-- Start of Material for this exercise --
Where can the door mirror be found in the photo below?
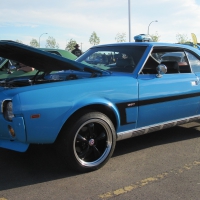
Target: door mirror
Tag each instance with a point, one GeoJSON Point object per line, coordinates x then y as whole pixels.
{"type": "Point", "coordinates": [161, 69]}
{"type": "Point", "coordinates": [11, 69]}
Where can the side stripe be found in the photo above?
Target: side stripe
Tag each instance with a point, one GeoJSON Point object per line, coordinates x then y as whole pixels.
{"type": "Point", "coordinates": [122, 106]}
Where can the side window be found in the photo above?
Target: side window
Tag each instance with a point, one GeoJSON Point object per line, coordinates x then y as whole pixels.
{"type": "Point", "coordinates": [175, 61]}
{"type": "Point", "coordinates": [194, 62]}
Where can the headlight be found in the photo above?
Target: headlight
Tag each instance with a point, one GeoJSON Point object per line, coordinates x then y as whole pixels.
{"type": "Point", "coordinates": [7, 110]}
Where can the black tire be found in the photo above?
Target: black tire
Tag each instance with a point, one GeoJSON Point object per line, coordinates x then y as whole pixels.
{"type": "Point", "coordinates": [88, 141]}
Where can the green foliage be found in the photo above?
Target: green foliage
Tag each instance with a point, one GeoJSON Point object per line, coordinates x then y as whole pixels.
{"type": "Point", "coordinates": [155, 37]}
{"type": "Point", "coordinates": [70, 45]}
{"type": "Point", "coordinates": [51, 43]}
{"type": "Point", "coordinates": [34, 43]}
{"type": "Point", "coordinates": [181, 38]}
{"type": "Point", "coordinates": [94, 39]}
{"type": "Point", "coordinates": [120, 37]}
{"type": "Point", "coordinates": [19, 41]}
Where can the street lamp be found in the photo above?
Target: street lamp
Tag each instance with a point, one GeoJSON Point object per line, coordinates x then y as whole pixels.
{"type": "Point", "coordinates": [129, 19]}
{"type": "Point", "coordinates": [40, 37]}
{"type": "Point", "coordinates": [149, 25]}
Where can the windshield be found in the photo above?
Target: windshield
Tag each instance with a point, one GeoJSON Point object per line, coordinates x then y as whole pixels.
{"type": "Point", "coordinates": [113, 58]}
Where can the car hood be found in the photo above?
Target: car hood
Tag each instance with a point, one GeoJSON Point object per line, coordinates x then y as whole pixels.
{"type": "Point", "coordinates": [40, 60]}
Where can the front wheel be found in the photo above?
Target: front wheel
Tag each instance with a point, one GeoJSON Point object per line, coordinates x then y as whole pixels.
{"type": "Point", "coordinates": [88, 141]}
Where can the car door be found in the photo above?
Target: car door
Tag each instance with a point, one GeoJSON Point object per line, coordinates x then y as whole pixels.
{"type": "Point", "coordinates": [172, 96]}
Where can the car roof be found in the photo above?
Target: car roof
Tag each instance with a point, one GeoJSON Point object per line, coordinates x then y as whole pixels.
{"type": "Point", "coordinates": [151, 44]}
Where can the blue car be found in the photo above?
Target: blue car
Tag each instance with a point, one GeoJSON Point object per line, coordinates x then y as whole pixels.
{"type": "Point", "coordinates": [85, 108]}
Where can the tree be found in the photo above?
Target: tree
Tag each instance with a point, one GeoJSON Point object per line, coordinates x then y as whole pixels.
{"type": "Point", "coordinates": [155, 37]}
{"type": "Point", "coordinates": [19, 41]}
{"type": "Point", "coordinates": [70, 45]}
{"type": "Point", "coordinates": [120, 37]}
{"type": "Point", "coordinates": [94, 39]}
{"type": "Point", "coordinates": [181, 38]}
{"type": "Point", "coordinates": [51, 43]}
{"type": "Point", "coordinates": [34, 43]}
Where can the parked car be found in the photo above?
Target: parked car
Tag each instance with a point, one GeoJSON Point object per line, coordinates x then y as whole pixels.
{"type": "Point", "coordinates": [8, 68]}
{"type": "Point", "coordinates": [84, 108]}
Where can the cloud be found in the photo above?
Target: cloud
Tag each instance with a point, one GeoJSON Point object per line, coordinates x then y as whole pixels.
{"type": "Point", "coordinates": [77, 19]}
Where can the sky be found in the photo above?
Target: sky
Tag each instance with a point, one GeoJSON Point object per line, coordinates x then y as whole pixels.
{"type": "Point", "coordinates": [64, 20]}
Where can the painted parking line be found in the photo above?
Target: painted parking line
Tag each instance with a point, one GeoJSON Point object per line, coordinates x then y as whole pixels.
{"type": "Point", "coordinates": [149, 180]}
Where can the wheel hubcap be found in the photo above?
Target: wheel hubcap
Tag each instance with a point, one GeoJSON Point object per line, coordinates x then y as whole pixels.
{"type": "Point", "coordinates": [92, 143]}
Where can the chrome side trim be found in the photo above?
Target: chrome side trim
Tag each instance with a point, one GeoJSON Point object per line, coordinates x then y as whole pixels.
{"type": "Point", "coordinates": [2, 102]}
{"type": "Point", "coordinates": [156, 127]}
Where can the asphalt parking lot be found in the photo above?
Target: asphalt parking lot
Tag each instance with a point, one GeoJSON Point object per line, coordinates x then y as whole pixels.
{"type": "Point", "coordinates": [160, 165]}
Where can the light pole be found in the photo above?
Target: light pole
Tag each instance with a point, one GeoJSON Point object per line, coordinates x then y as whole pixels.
{"type": "Point", "coordinates": [40, 37]}
{"type": "Point", "coordinates": [129, 19]}
{"type": "Point", "coordinates": [149, 25]}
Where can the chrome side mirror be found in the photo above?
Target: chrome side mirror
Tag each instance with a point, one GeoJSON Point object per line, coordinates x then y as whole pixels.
{"type": "Point", "coordinates": [161, 69]}
{"type": "Point", "coordinates": [11, 69]}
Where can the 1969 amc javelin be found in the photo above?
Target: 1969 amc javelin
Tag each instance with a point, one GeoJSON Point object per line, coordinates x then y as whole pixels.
{"type": "Point", "coordinates": [112, 92]}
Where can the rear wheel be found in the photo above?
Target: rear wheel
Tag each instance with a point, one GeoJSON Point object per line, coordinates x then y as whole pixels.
{"type": "Point", "coordinates": [88, 141]}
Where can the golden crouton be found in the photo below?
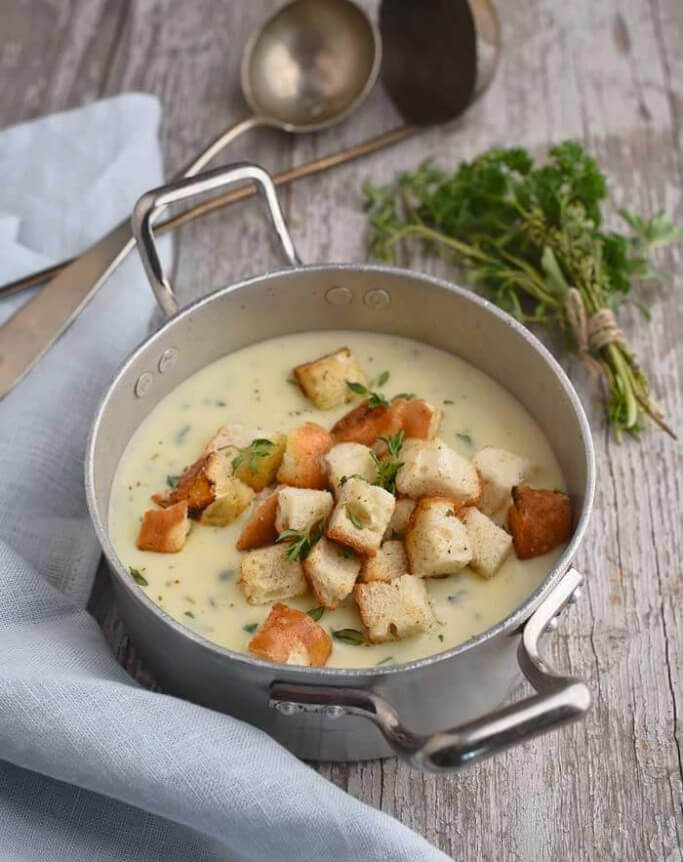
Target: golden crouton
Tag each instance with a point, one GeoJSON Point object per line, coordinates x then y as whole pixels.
{"type": "Point", "coordinates": [395, 609]}
{"type": "Point", "coordinates": [490, 544]}
{"type": "Point", "coordinates": [349, 459]}
{"type": "Point", "coordinates": [164, 530]}
{"type": "Point", "coordinates": [361, 516]}
{"type": "Point", "coordinates": [267, 575]}
{"type": "Point", "coordinates": [539, 520]}
{"type": "Point", "coordinates": [300, 508]}
{"type": "Point", "coordinates": [418, 417]}
{"type": "Point", "coordinates": [365, 424]}
{"type": "Point", "coordinates": [330, 573]}
{"type": "Point", "coordinates": [212, 494]}
{"type": "Point", "coordinates": [302, 465]}
{"type": "Point", "coordinates": [401, 518]}
{"type": "Point", "coordinates": [291, 637]}
{"type": "Point", "coordinates": [432, 469]}
{"type": "Point", "coordinates": [437, 542]}
{"type": "Point", "coordinates": [260, 529]}
{"type": "Point", "coordinates": [232, 498]}
{"type": "Point", "coordinates": [391, 561]}
{"type": "Point", "coordinates": [499, 470]}
{"type": "Point", "coordinates": [325, 379]}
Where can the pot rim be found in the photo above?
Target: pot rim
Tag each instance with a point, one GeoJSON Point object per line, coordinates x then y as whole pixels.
{"type": "Point", "coordinates": [505, 626]}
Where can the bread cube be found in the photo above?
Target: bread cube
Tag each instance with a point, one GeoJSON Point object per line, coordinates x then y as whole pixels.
{"type": "Point", "coordinates": [300, 508]}
{"type": "Point", "coordinates": [365, 424]}
{"type": "Point", "coordinates": [419, 418]}
{"type": "Point", "coordinates": [259, 530]}
{"type": "Point", "coordinates": [302, 465]}
{"type": "Point", "coordinates": [539, 520]}
{"type": "Point", "coordinates": [395, 609]}
{"type": "Point", "coordinates": [212, 493]}
{"type": "Point", "coordinates": [391, 561]}
{"type": "Point", "coordinates": [324, 380]}
{"type": "Point", "coordinates": [433, 469]}
{"type": "Point", "coordinates": [267, 575]}
{"type": "Point", "coordinates": [254, 454]}
{"type": "Point", "coordinates": [164, 530]}
{"type": "Point", "coordinates": [437, 541]}
{"type": "Point", "coordinates": [490, 544]}
{"type": "Point", "coordinates": [499, 470]}
{"type": "Point", "coordinates": [361, 516]}
{"type": "Point", "coordinates": [349, 459]}
{"type": "Point", "coordinates": [232, 498]}
{"type": "Point", "coordinates": [291, 637]}
{"type": "Point", "coordinates": [330, 573]}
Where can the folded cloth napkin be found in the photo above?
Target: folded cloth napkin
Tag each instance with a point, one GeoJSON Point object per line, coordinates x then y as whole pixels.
{"type": "Point", "coordinates": [93, 767]}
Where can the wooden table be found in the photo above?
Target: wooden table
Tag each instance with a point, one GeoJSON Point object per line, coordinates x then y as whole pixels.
{"type": "Point", "coordinates": [608, 73]}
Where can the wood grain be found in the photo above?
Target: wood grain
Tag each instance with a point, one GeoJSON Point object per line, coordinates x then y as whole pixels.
{"type": "Point", "coordinates": [608, 73]}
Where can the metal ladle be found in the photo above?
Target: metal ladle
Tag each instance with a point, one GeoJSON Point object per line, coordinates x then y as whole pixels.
{"type": "Point", "coordinates": [309, 66]}
{"type": "Point", "coordinates": [417, 73]}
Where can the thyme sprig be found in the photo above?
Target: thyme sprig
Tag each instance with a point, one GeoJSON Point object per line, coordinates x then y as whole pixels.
{"type": "Point", "coordinates": [257, 449]}
{"type": "Point", "coordinates": [531, 238]}
{"type": "Point", "coordinates": [301, 541]}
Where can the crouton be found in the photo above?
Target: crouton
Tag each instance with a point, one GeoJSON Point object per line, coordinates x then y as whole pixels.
{"type": "Point", "coordinates": [330, 573]}
{"type": "Point", "coordinates": [260, 529]}
{"type": "Point", "coordinates": [394, 610]}
{"type": "Point", "coordinates": [291, 637]}
{"type": "Point", "coordinates": [391, 561]}
{"type": "Point", "coordinates": [418, 417]}
{"type": "Point", "coordinates": [164, 530]}
{"type": "Point", "coordinates": [539, 520]}
{"type": "Point", "coordinates": [490, 544]}
{"type": "Point", "coordinates": [437, 542]}
{"type": "Point", "coordinates": [300, 508]}
{"type": "Point", "coordinates": [401, 518]}
{"type": "Point", "coordinates": [433, 469]}
{"type": "Point", "coordinates": [254, 454]}
{"type": "Point", "coordinates": [361, 516]}
{"type": "Point", "coordinates": [499, 470]}
{"type": "Point", "coordinates": [349, 459]}
{"type": "Point", "coordinates": [324, 380]}
{"type": "Point", "coordinates": [267, 575]}
{"type": "Point", "coordinates": [302, 465]}
{"type": "Point", "coordinates": [214, 496]}
{"type": "Point", "coordinates": [365, 424]}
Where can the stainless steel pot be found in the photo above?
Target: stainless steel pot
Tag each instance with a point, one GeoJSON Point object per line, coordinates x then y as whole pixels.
{"type": "Point", "coordinates": [331, 713]}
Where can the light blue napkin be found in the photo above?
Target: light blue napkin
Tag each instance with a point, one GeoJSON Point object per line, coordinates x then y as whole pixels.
{"type": "Point", "coordinates": [93, 767]}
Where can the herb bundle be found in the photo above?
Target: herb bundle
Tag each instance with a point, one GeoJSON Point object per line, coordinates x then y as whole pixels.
{"type": "Point", "coordinates": [531, 238]}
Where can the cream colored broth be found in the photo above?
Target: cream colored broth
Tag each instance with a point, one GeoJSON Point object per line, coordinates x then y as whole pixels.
{"type": "Point", "coordinates": [199, 586]}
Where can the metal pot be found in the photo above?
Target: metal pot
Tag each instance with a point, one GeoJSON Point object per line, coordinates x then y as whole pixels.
{"type": "Point", "coordinates": [331, 713]}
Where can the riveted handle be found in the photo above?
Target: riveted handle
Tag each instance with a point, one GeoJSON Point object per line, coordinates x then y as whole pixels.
{"type": "Point", "coordinates": [556, 701]}
{"type": "Point", "coordinates": [157, 200]}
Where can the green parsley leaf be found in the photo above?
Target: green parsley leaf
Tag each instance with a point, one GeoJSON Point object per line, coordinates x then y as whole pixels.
{"type": "Point", "coordinates": [301, 541]}
{"type": "Point", "coordinates": [138, 577]}
{"type": "Point", "coordinates": [259, 448]}
{"type": "Point", "coordinates": [349, 636]}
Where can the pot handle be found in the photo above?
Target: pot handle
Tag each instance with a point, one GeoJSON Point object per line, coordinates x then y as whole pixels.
{"type": "Point", "coordinates": [152, 203]}
{"type": "Point", "coordinates": [556, 701]}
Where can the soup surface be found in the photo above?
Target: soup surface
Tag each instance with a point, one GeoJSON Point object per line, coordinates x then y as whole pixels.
{"type": "Point", "coordinates": [199, 585]}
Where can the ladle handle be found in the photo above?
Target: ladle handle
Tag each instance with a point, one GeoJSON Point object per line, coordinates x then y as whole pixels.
{"type": "Point", "coordinates": [156, 201]}
{"type": "Point", "coordinates": [556, 701]}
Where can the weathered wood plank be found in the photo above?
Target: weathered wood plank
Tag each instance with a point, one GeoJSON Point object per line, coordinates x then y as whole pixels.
{"type": "Point", "coordinates": [610, 74]}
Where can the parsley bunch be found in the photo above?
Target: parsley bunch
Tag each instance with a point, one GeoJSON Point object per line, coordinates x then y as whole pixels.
{"type": "Point", "coordinates": [531, 238]}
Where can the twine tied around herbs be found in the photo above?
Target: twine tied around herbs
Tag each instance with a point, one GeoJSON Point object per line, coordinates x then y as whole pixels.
{"type": "Point", "coordinates": [593, 332]}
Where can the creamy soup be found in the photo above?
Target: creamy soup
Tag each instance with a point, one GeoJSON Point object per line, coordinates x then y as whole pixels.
{"type": "Point", "coordinates": [199, 585]}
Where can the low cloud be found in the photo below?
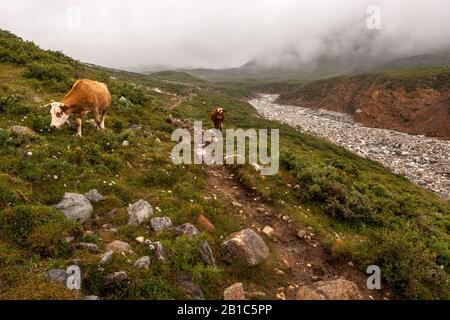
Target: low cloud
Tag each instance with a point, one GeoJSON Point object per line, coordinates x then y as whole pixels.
{"type": "Point", "coordinates": [224, 33]}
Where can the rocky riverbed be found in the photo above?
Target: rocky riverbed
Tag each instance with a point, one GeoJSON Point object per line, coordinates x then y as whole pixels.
{"type": "Point", "coordinates": [425, 161]}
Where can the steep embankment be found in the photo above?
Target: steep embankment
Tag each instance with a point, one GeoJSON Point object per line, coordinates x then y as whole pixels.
{"type": "Point", "coordinates": [411, 101]}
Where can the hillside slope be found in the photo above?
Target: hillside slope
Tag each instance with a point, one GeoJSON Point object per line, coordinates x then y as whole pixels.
{"type": "Point", "coordinates": [415, 101]}
{"type": "Point", "coordinates": [344, 208]}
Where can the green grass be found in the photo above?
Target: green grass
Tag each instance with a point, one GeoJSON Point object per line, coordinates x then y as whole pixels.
{"type": "Point", "coordinates": [382, 218]}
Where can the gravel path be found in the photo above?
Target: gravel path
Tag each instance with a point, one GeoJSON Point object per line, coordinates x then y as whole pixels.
{"type": "Point", "coordinates": [423, 160]}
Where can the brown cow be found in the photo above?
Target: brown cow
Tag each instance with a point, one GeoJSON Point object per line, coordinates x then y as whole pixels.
{"type": "Point", "coordinates": [218, 117]}
{"type": "Point", "coordinates": [85, 96]}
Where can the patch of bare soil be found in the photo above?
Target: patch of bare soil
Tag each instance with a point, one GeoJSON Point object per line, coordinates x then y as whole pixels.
{"type": "Point", "coordinates": [303, 260]}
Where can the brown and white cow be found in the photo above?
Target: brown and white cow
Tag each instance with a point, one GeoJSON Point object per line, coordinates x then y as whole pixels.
{"type": "Point", "coordinates": [218, 117]}
{"type": "Point", "coordinates": [85, 96]}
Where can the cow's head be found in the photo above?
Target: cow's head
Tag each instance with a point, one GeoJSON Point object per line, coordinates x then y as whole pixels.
{"type": "Point", "coordinates": [220, 113]}
{"type": "Point", "coordinates": [59, 115]}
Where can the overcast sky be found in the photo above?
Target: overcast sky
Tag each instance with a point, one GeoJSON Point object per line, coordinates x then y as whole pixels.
{"type": "Point", "coordinates": [222, 33]}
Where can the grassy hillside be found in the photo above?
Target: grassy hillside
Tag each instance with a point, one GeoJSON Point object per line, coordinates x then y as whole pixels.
{"type": "Point", "coordinates": [382, 218]}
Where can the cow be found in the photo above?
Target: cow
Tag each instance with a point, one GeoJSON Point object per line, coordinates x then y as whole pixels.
{"type": "Point", "coordinates": [85, 96]}
{"type": "Point", "coordinates": [218, 117]}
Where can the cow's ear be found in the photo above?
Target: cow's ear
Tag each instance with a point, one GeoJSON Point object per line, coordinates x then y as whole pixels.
{"type": "Point", "coordinates": [64, 108]}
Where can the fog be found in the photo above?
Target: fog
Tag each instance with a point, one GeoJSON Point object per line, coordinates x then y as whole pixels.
{"type": "Point", "coordinates": [226, 33]}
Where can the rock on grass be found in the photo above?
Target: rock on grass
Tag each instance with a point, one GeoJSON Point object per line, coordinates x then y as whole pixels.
{"type": "Point", "coordinates": [75, 207]}
{"type": "Point", "coordinates": [139, 212]}
{"type": "Point", "coordinates": [246, 247]}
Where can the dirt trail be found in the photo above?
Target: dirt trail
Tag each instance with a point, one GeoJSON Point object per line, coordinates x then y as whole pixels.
{"type": "Point", "coordinates": [304, 261]}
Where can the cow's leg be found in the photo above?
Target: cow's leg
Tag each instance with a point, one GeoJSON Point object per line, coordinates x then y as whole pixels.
{"type": "Point", "coordinates": [98, 120]}
{"type": "Point", "coordinates": [79, 122]}
{"type": "Point", "coordinates": [102, 120]}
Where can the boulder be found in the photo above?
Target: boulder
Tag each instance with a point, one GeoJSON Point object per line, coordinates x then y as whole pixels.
-- End of Material for this exercise --
**Exercise aim:**
Retype, exactly and only, the lines running from the one with "Where can the grassy" through the final line of the listing above.

**Response to the task:**
Where can the grassy hillside be found in the photo above?
Target: grassy hillside
Tag each instance with a point, one GeoJSON Point object per line, coordinates x then y as whole pixels.
{"type": "Point", "coordinates": [382, 218]}
Where can the cow be found in the photo above?
Target: cow
Tag each instance with a point, one GeoJSON Point object per line, coordinates x then y as whole pixels.
{"type": "Point", "coordinates": [85, 96]}
{"type": "Point", "coordinates": [218, 117]}
Where can the cow's ear be found in the photo above?
Target: cow's ear
Tag each instance with a point, one GeoJSON Point object per line, coordinates x then y as whole pixels.
{"type": "Point", "coordinates": [64, 108]}
Where can the fog be found in the photo above?
Target: fog
Tag each instance with a point, one GeoJSON Point object per line, coordinates x then y as whole pixels.
{"type": "Point", "coordinates": [226, 33]}
Where can the rock on grass be found in the photo above?
Target: rock on grass
Tag each instance with a point, one GeoJSON Point object per line, coordinates x then y as whole pixels.
{"type": "Point", "coordinates": [75, 207]}
{"type": "Point", "coordinates": [139, 212]}
{"type": "Point", "coordinates": [246, 247]}
Where can the dirt trail be found in the photo above?
Target: dirt trail
Tag each instance with a point, one GeoJSON Point object per line, coordinates x then y as whole pixels.
{"type": "Point", "coordinates": [304, 261]}
Where can the cow's leg be found in the photo above?
Target: cow's leg
Tag each instance with a point, one GeoJSON Point object per line, coordinates x then y as whole pixels.
{"type": "Point", "coordinates": [98, 120]}
{"type": "Point", "coordinates": [79, 122]}
{"type": "Point", "coordinates": [102, 120]}
Where can the boulder be found in the photo above?
Target: boulder
Tag each instance with a point, one GeoJSON Point object per line, coordinates x then y as whole pixels.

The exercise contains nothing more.